§ **Source text**
Cold & flu remedies 'distress purchases', finds survey

Britons are twice as likely to keep a supply of pain relief medication than they are to stock up on cold and flu remedies.

The research by Bridgethorne, the category and shopper management agency, reports 54% of respondents only buying cold and flu remedies when they immediately need to use it, making it little more than a distress purchase.  Only 27% said they keep a supply in advance of a flu occurrence with 11% buying opportunistically whenever they see a good deal. Two thirds said that they buy cold and flu products within hours of having to use them. 

Andy Grout, Bridgethorne’s head of research, said that the survey reflects the “very different shopper missions of consumers when it comes to buying cold and flu remedies”.


The report also showed that when it came to medical products, shoppers took comfort in familiar brands.

“The highest brand penetration went to Lemsip, Vicks, Nurofen, Beechams, Strepsils and Benylin,” Grout pointed out. “There was some variation by channel with online-only shoppers more readily buying A.Vogel herbal remedies, Night Nurse/Day Nurse, Boots’ own brand products and Nurofen.”

More than half of shoppers questioned – 56% ­– said that they bought whatever they came across in store “in their hour of need” that claimed to do the job needed, Gout said, which was why in store visibility, ensuring the product was displayed during the right timeframe and early in the store journey were key. 

“Only a small minority,” he added, “seek advice or conduct a price check online before buying.”

For those who do seek online advice, Boots, the  UK National Health Service (NHS) and Google were the primary online sources, the study found.

Shoppers were not always “instantly aware or conscious of the sources which influence them”, Grout explained, but when prompted they recalled the value of face to face advice – from friends or the pharmacist – and other trusted sources.

§ **Source information**

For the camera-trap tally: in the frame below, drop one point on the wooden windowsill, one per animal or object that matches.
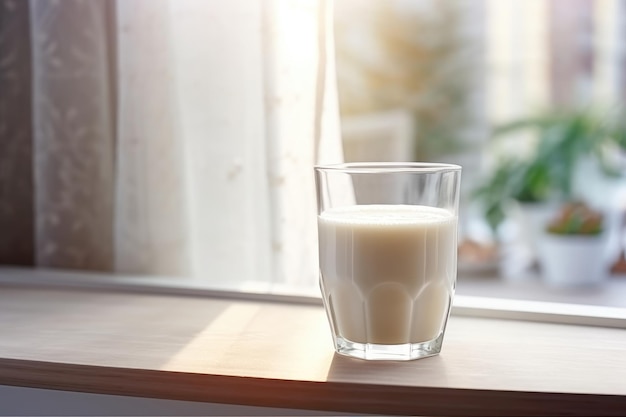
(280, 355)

==

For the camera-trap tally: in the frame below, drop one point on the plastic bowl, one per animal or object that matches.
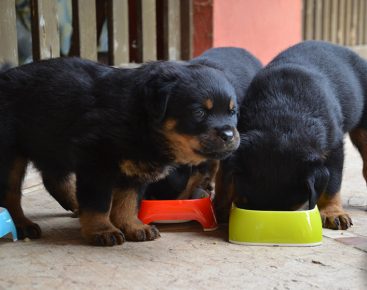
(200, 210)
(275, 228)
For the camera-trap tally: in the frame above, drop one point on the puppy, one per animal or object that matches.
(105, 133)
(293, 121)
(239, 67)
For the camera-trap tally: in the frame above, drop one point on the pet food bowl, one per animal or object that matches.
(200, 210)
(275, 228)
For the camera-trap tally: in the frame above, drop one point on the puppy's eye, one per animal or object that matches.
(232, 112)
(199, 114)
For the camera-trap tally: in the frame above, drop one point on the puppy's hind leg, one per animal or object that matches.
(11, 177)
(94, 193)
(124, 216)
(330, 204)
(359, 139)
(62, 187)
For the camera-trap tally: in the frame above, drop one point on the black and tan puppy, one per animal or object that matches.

§ **Activities**
a - Answer these questions using the survey article on cold and flu remedies.
(i) What percentage of respondents buy cold and flu remedies only when they immediately need to use them?
(ii) Who is Bridgethorne's head of research?
(iii) Which three primary online sources did the study name for shoppers who seek advice online?
b - Resume the survey article on cold and flu remedies, starting right after its last sentence.
The entries have no connection to the text.

§ **Responses by item number**
a -
(i) 54%
(ii) Andy Grout
(iii) Boots, the UK National Health Service (NHS) and Google

b -
The survey also found that adults in the 35-44 year age group were the most likely to consult a pharmacist, and often not for themselves, but with the health of a child, partner or relative in mind.  This demographic, the survey found, also judged live online chats as also a valuable source of advice.

The 18-34 year olds were no less likely to consult an in-store pharmacist about a cold and flu product, Grout pointed out, but this age group made greater use of health bloggers. They also used NHS online as a source of information more than any other age group, he added, and placed a greater reliance on the advice of family and friends.

More than other shoppers, those in the 45-64 year age group tend to make purchases ahead of time in anticipation of the season, the survey revealed. However, this demographic also purchased as soon as symptoms became apparent, whether or not they actually end up using the products immediately.

“This research presents a complex view of the shopper landscape for cold and flu remedies,” Grout said. “There are clear differences in approach according to age and demographic, and according to the different channels people use to shop.”

“It showed,” he pointed out, “that, for many, the decision to purchase cold and flu remedies is less planned that we might have expected and less planned than it could be.”